Texto selecionado:
● ● ●
Já existe configurada potencialmente uma ampla frente determinada a pôr fim à malfadada governança de um capitão da reserva tresloucado, cuja vocação para exterminar os seus adversários encontrou na pandemia a demonstração mais eloqüente do quanto ele é capaz para fazer valer as suas taras genocidas. Usou o contra argumento dos que defendiam as medidas de proteção ao vírus, que se espraiou pelo país para colocar em funcionamento a sua lógica perversa. Esta consiste em se opor ao bom senso sistematicamente, alucinadamente, sem jamais apoiar-se na ciência.

Esse desatino tem percorrido todo o mandato de um governo e não desgoverno, posto que este sugere a existência de uma falha de coordenação pelo fato de não possuir um projeto definido. Ora, o atual tem buscado implantar o “eterno retorno”, isto é, à volta ao passado, de modo a considerar como período glorioso a ditadura militar sustentada pelos meios empresariais e financeiros da época. Mas, que foi fundamentalmente caracterizada pelo desprezo da democracia e marcada pela repressão sistemática às vozes de oposição.

Tirante os grupos entregues ao fanatismo crônico em relação ao presidente em transe acelerado, em todas as esferas que conformam a denominada opinião pública já se chegou a definir-se o quanto é trágica a situação do país, representada por esse governo do caos e da franca hostilidade ao Estado Democrático de Direito. Sublinho em maiúscula sua designação para ressaltar a importância de se fortalecer a barreira ao nível dos poderes da República para impedir a ação de desmonte das instituições.
● ● ●
Dados de origem:
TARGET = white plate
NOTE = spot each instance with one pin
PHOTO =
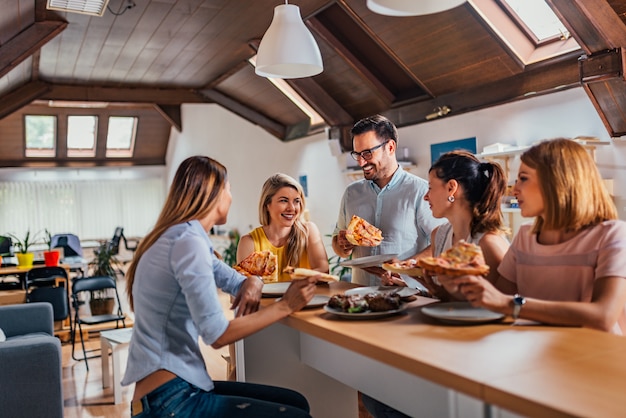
(364, 315)
(315, 302)
(275, 289)
(403, 292)
(369, 261)
(460, 313)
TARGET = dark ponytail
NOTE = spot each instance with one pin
(483, 185)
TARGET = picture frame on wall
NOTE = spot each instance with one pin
(437, 150)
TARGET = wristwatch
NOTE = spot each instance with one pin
(518, 302)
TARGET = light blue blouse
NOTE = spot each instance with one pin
(398, 210)
(176, 300)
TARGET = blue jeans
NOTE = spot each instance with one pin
(177, 398)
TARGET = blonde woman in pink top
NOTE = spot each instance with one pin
(569, 268)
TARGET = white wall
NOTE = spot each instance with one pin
(251, 155)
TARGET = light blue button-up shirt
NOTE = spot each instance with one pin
(176, 300)
(398, 210)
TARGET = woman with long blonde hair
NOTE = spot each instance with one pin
(569, 267)
(284, 231)
(172, 286)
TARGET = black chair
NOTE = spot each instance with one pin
(72, 251)
(113, 245)
(6, 250)
(44, 276)
(70, 244)
(42, 284)
(83, 289)
(56, 296)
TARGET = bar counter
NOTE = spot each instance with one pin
(425, 368)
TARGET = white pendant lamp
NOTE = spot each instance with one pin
(288, 49)
(411, 7)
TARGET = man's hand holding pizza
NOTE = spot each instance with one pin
(343, 247)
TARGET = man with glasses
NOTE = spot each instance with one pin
(388, 197)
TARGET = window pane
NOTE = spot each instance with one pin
(121, 136)
(538, 18)
(40, 132)
(81, 136)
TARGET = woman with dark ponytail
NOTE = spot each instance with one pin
(468, 193)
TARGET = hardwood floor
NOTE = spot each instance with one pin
(83, 394)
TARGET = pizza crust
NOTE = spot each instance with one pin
(301, 273)
(362, 233)
(461, 259)
(258, 263)
(402, 267)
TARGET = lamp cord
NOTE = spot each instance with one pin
(122, 10)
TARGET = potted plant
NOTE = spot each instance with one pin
(51, 257)
(104, 263)
(24, 256)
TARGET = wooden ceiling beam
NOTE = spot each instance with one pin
(347, 55)
(543, 80)
(321, 101)
(81, 162)
(172, 114)
(245, 112)
(22, 96)
(123, 94)
(27, 42)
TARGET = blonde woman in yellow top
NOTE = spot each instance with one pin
(295, 241)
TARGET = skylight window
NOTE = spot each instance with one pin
(529, 29)
(81, 136)
(40, 135)
(537, 19)
(121, 136)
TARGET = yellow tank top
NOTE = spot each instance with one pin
(261, 243)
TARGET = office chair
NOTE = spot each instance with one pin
(114, 246)
(83, 289)
(72, 251)
(44, 276)
(6, 251)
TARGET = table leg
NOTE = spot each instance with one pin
(117, 378)
(105, 345)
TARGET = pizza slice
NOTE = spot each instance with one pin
(300, 273)
(259, 263)
(408, 267)
(461, 259)
(362, 233)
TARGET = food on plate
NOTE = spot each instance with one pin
(300, 273)
(369, 302)
(408, 267)
(362, 233)
(259, 263)
(460, 259)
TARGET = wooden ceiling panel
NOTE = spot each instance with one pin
(168, 52)
(262, 96)
(14, 23)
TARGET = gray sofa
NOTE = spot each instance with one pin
(30, 362)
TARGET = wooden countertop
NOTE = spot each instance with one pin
(531, 369)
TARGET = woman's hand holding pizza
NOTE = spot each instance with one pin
(345, 245)
(249, 296)
(300, 292)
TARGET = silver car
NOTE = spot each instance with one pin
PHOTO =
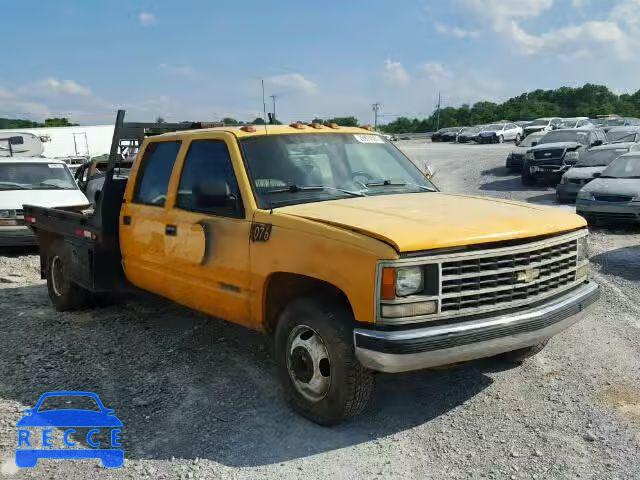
(614, 196)
(591, 163)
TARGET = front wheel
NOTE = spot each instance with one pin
(64, 294)
(528, 180)
(322, 379)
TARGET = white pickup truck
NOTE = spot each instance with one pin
(34, 181)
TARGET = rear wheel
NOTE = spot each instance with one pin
(526, 177)
(322, 378)
(64, 294)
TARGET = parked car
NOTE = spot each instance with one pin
(499, 133)
(445, 134)
(575, 122)
(556, 152)
(629, 133)
(544, 124)
(469, 134)
(613, 197)
(37, 181)
(589, 166)
(515, 159)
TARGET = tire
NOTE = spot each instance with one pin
(64, 294)
(520, 355)
(322, 379)
(528, 180)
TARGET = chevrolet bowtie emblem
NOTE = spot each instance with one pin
(528, 276)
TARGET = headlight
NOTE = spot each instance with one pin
(409, 280)
(583, 248)
(582, 195)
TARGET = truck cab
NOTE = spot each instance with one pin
(332, 241)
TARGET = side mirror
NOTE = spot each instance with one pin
(212, 195)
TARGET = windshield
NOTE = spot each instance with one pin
(623, 167)
(35, 176)
(291, 169)
(539, 122)
(600, 158)
(579, 136)
(621, 135)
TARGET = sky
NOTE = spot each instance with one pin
(205, 60)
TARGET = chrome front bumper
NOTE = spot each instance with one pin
(404, 350)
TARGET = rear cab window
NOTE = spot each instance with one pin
(152, 180)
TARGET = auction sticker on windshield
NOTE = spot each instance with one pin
(69, 433)
(369, 138)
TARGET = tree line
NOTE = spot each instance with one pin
(14, 123)
(586, 101)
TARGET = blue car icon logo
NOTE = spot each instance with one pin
(101, 422)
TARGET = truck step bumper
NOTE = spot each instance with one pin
(404, 350)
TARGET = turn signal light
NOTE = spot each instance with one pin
(388, 291)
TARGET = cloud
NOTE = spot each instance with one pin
(395, 74)
(455, 31)
(147, 19)
(181, 71)
(617, 34)
(64, 87)
(293, 82)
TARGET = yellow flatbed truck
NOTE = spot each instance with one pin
(332, 241)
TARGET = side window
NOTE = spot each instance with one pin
(155, 172)
(207, 162)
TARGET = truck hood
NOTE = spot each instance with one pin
(614, 186)
(425, 221)
(565, 145)
(583, 172)
(15, 199)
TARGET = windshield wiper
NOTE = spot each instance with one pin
(313, 188)
(14, 185)
(385, 183)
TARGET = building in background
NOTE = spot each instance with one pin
(64, 142)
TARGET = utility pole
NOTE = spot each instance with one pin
(273, 100)
(438, 113)
(376, 110)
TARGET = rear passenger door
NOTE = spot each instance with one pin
(143, 217)
(208, 250)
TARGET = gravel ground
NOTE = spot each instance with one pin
(199, 398)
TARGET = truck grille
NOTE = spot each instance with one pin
(548, 154)
(613, 198)
(495, 279)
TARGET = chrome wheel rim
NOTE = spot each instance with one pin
(308, 363)
(57, 276)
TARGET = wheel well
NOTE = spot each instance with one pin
(284, 287)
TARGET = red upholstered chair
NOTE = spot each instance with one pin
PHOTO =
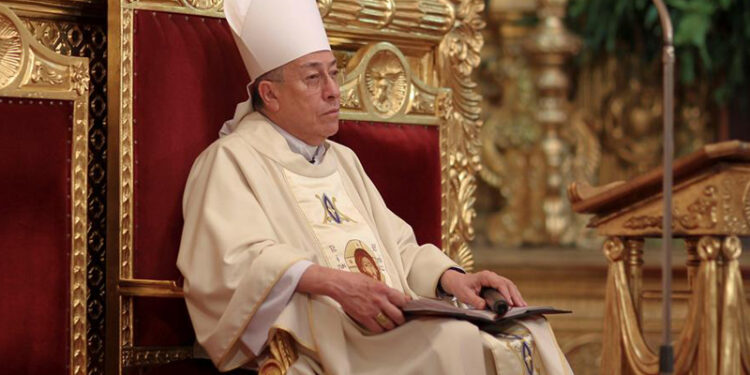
(175, 77)
(43, 159)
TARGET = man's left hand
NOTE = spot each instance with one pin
(466, 287)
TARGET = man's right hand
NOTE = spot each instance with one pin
(362, 297)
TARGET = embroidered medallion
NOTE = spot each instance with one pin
(361, 259)
(330, 212)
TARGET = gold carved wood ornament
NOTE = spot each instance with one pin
(29, 70)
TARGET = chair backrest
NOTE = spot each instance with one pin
(43, 159)
(409, 111)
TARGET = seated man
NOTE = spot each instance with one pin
(285, 231)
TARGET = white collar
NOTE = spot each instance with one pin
(313, 154)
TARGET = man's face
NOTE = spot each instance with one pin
(308, 98)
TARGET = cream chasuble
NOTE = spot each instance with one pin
(253, 208)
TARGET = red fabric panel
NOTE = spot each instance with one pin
(188, 79)
(34, 235)
(403, 162)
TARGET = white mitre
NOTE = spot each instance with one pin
(269, 34)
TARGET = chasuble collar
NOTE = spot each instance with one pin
(260, 133)
(313, 154)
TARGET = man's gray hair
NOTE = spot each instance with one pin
(275, 75)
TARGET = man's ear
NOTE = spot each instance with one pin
(267, 93)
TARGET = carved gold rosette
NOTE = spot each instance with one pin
(403, 61)
(30, 70)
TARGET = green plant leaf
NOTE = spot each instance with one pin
(706, 7)
(652, 16)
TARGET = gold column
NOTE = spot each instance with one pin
● ● ●
O que fazer: No texto selecionado, troque "pandemia" por "crise sanitária" e reproduza todo o trecho que vai de "Já existe configurada" até "apoiar-se na ciência.".

Solução proposta:
Já existe configurada potencialmente uma ampla frente determinada a pôr fim à malfadada governança de um capitão da reserva tresloucado, cuja vocação para exterminar os seus adversários encontrou na crise sanitária a demonstração mais eloqüente do quanto ele é capaz para fazer valer as suas taras genocidas. Usou o contra argumento dos que defendiam as medidas de proteção ao vírus, que se espraiou pelo país para colocar em funcionamento a sua lógica perversa. Esta consiste em se opor ao bom senso sistematicamente, alucinadamente, sem jamais apoiar-se na ciência.